Your instructions ▸ Please render the records as a JSON list of strings, one per line, running from the start of the records through the line that contains "[[528, 177]]", inclusive. Leave out blank lines and the pictures.

§

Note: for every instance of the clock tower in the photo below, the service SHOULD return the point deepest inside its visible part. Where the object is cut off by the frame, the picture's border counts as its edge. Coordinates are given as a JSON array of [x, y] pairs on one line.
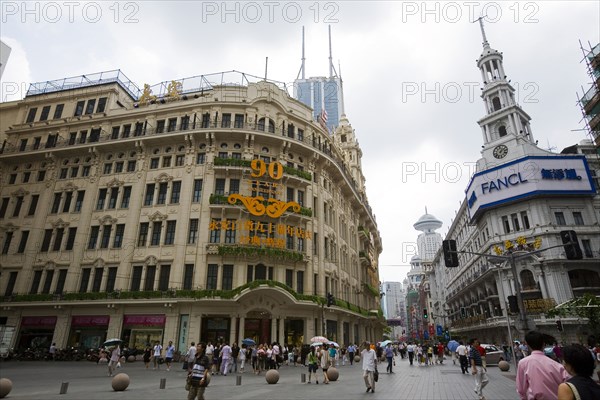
[[505, 128]]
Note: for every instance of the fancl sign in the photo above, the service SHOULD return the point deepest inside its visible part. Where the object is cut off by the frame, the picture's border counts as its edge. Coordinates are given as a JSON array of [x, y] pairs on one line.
[[528, 177]]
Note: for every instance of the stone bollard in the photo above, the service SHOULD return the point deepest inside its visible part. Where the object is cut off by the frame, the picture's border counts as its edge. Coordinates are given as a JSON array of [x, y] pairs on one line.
[[504, 366], [333, 374], [120, 382], [272, 376], [5, 387]]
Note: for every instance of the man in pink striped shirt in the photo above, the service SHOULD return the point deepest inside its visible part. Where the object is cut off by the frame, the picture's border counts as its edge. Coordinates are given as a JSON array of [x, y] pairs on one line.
[[538, 376]]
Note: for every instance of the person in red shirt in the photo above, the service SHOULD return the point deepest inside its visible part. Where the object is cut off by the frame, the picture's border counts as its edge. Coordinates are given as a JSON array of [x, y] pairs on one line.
[[440, 352]]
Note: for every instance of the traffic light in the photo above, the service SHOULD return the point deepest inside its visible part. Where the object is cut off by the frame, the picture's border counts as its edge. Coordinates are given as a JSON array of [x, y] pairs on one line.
[[330, 300], [513, 305], [450, 255], [559, 325], [571, 244]]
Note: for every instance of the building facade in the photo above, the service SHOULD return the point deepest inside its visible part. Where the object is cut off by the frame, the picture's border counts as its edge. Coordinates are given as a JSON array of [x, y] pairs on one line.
[[519, 200], [215, 212]]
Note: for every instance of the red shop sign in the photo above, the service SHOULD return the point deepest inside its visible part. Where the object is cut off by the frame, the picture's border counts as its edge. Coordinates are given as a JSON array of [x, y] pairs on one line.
[[38, 321], [145, 320], [90, 320]]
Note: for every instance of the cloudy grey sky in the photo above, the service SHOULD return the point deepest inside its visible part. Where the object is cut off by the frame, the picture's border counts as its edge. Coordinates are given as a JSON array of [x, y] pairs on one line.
[[411, 82]]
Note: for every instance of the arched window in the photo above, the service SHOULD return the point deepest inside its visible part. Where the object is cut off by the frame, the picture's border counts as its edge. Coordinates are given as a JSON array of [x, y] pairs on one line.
[[496, 103], [527, 280]]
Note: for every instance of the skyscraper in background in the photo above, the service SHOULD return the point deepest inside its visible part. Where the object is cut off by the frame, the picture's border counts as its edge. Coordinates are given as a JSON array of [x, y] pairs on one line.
[[321, 93]]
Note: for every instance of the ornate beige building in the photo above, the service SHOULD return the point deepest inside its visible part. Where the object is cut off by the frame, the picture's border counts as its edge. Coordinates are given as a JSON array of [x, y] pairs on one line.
[[214, 212]]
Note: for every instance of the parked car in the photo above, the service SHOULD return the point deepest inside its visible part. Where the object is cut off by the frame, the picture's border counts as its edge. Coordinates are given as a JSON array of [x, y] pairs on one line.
[[493, 354]]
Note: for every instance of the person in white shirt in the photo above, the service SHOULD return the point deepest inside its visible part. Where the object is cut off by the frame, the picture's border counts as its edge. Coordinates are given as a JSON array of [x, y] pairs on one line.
[[369, 359]]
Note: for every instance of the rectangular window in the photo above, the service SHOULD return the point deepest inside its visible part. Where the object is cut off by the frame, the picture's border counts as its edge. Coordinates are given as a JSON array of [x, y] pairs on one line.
[[155, 239], [112, 199], [515, 220], [101, 199], [226, 121], [46, 240], [289, 277], [230, 231], [170, 232], [126, 130], [45, 113], [188, 276], [12, 280], [211, 276], [7, 240], [227, 280], [149, 198], [71, 239], [90, 106], [163, 279], [106, 231], [587, 248], [111, 279], [58, 111], [60, 283], [175, 192], [160, 126], [150, 276], [143, 234], [94, 232], [58, 239], [31, 115], [97, 282], [85, 279], [162, 193], [239, 121], [4, 206], [138, 130], [300, 282], [578, 218], [18, 205], [48, 281], [193, 231], [234, 186], [79, 200], [197, 193], [23, 242], [32, 206], [35, 283], [185, 123], [136, 278], [101, 104], [126, 197], [220, 186], [119, 232]]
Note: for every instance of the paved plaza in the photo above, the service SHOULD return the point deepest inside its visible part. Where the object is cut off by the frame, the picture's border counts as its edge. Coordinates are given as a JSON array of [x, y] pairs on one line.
[[89, 381]]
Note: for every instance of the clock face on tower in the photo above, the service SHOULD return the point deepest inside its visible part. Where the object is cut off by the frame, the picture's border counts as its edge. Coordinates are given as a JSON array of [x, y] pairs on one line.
[[500, 151]]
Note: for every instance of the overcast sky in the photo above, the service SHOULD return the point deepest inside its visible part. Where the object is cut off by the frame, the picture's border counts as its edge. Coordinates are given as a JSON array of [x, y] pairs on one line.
[[411, 82]]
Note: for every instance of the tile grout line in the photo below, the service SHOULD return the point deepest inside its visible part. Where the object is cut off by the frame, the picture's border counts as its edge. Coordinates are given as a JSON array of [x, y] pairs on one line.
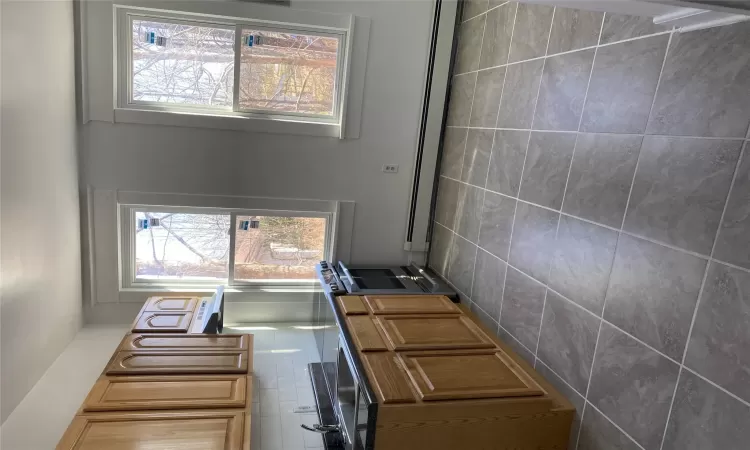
[[573, 303], [526, 153], [466, 146], [561, 378], [700, 294], [484, 12], [673, 136], [567, 52], [628, 233], [519, 342], [565, 189], [528, 144], [588, 403], [724, 390], [489, 164]]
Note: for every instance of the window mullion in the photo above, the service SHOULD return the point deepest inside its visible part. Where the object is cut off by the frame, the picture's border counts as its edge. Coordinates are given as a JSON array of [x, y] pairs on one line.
[[237, 56], [232, 241]]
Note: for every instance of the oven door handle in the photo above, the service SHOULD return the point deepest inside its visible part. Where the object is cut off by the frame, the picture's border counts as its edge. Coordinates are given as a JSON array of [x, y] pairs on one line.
[[355, 286], [424, 274]]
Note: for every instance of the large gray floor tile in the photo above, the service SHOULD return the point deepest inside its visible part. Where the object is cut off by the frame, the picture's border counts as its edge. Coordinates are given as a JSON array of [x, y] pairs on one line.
[[652, 293], [601, 176], [567, 340], [705, 85], [680, 189], [633, 386], [719, 346]]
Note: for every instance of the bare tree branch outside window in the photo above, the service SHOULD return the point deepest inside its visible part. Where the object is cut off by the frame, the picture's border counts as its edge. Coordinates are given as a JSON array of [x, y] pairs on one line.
[[196, 247], [282, 72]]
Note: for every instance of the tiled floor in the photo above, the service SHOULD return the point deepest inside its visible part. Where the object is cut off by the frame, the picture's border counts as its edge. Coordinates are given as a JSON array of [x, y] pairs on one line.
[[281, 382]]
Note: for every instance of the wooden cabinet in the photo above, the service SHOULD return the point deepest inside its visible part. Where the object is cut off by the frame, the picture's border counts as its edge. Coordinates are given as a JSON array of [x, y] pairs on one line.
[[186, 342], [171, 304], [352, 305], [194, 430], [410, 304], [163, 322], [452, 375], [387, 378], [433, 332], [168, 392], [365, 334], [166, 363]]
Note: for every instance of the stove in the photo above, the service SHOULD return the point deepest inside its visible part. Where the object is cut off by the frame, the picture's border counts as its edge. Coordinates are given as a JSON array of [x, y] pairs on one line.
[[346, 404]]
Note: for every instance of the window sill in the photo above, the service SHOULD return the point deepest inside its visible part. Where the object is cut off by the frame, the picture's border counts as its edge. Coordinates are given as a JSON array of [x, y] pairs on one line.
[[234, 123]]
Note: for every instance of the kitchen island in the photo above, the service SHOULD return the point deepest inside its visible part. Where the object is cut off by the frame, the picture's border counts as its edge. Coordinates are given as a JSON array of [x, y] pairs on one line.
[[419, 370]]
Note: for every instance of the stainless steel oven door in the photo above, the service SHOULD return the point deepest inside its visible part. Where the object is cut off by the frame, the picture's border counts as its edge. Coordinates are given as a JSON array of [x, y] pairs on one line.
[[348, 402]]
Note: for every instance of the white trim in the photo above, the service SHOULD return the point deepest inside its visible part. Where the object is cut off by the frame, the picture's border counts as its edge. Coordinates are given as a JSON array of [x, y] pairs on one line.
[[226, 121]]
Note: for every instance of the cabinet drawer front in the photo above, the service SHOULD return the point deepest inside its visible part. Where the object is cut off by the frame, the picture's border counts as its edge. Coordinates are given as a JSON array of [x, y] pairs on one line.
[[195, 430], [171, 304], [433, 333], [352, 305], [184, 342], [388, 379], [410, 304], [453, 375], [162, 363], [163, 322], [167, 392]]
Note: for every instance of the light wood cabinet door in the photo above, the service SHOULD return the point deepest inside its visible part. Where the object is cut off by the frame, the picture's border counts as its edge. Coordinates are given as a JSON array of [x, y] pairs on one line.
[[410, 304], [365, 334], [147, 393], [453, 375], [352, 305], [171, 304], [434, 332], [194, 430], [166, 363], [163, 322], [387, 378], [186, 342]]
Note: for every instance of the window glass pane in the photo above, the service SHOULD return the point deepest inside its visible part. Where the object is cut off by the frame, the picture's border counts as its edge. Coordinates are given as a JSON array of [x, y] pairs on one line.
[[287, 72], [280, 248], [192, 247], [182, 64]]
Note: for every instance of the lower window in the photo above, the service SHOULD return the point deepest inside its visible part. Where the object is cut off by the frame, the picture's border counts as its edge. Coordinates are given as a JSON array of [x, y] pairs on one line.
[[173, 247]]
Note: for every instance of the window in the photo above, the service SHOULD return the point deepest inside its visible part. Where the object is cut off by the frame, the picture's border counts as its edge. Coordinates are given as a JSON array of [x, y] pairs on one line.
[[279, 249], [201, 246], [182, 63], [177, 246]]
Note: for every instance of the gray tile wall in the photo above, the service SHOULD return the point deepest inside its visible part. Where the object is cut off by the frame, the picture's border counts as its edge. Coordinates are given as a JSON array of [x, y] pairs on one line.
[[594, 209]]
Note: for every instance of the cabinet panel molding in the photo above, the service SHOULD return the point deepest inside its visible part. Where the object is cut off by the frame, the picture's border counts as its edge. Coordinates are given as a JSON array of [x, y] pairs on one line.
[[410, 304], [163, 322], [171, 304], [194, 430], [433, 332], [167, 392], [453, 375], [165, 363]]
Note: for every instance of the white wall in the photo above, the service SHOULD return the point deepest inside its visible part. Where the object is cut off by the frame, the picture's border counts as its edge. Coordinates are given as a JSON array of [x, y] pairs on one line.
[[40, 257], [155, 158]]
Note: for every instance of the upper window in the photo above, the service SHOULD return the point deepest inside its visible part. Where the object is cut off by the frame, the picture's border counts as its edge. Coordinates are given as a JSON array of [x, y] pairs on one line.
[[241, 68]]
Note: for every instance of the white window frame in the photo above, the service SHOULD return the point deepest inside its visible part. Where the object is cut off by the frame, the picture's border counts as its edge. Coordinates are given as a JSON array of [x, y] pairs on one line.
[[339, 27], [127, 213]]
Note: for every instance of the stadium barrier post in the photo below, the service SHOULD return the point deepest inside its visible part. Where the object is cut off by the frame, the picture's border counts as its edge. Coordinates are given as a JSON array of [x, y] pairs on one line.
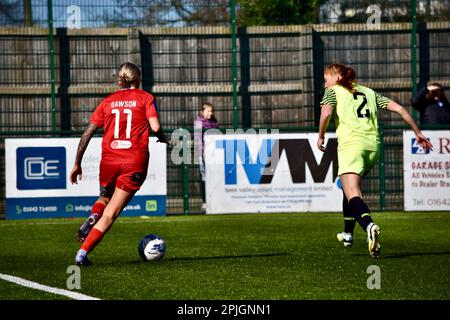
[[234, 63], [414, 52], [185, 175], [382, 171], [52, 63]]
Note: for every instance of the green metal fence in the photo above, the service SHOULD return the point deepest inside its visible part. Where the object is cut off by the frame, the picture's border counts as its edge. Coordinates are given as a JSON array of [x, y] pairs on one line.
[[257, 76]]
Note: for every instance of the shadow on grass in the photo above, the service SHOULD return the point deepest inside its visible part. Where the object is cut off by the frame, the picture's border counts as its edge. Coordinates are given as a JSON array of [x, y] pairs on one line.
[[407, 254], [264, 255]]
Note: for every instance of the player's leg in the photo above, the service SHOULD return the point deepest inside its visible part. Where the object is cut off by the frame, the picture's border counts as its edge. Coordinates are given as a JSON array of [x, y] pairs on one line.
[[96, 214], [349, 224], [109, 173], [115, 206], [351, 183]]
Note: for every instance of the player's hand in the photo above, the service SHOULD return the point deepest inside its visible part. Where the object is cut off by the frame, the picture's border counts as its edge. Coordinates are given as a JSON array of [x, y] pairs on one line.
[[320, 144], [424, 142], [433, 88], [76, 174]]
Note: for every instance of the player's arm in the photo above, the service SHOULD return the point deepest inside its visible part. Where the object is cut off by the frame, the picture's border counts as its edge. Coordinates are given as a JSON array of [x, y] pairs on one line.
[[325, 115], [82, 145], [406, 116], [157, 130], [326, 110]]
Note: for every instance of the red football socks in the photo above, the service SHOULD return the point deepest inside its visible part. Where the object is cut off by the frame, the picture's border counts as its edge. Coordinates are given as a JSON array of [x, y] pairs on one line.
[[98, 208], [94, 237]]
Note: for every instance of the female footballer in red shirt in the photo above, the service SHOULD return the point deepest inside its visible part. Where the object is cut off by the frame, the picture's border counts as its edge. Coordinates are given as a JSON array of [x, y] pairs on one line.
[[127, 117]]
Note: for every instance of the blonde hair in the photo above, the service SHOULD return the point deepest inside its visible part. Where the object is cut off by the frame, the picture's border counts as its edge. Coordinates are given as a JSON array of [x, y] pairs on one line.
[[129, 75], [348, 75]]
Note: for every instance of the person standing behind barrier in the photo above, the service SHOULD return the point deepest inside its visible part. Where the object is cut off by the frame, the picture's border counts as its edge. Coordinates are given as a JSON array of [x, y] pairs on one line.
[[432, 104], [203, 121], [355, 108]]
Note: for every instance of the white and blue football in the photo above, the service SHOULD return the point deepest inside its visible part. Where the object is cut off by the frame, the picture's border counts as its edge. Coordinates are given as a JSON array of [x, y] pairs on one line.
[[152, 248]]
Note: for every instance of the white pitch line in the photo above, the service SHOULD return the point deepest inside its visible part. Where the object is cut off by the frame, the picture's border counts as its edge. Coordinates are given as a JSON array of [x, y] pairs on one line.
[[37, 286]]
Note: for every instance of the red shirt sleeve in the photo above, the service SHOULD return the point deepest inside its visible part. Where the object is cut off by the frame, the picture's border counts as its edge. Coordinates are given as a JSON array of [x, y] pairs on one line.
[[150, 108], [98, 116]]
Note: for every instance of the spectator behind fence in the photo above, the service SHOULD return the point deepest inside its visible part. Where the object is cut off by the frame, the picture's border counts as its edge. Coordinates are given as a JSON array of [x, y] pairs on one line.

§

Result of the exercise ▸
[
  "Note: for every instance of the clock tower in the photo below, the service SHOULD return the point deepest inside its visible part. Where the object is cut off by the frame, the picture's border counts as its edge. Coordinates are given as a JSON array of [x, y] pairs on one line.",
  "[[505, 128]]",
  "Note: for every instance of the fancl sign in the photo above, the service SHOULD return the point deepest inside its visible part. Where the object is cut off by the frame, the picture's border counts as its edge. Coordinates are given as a JSON array of [x, y] pairs on one line.",
  "[[528, 177]]"
]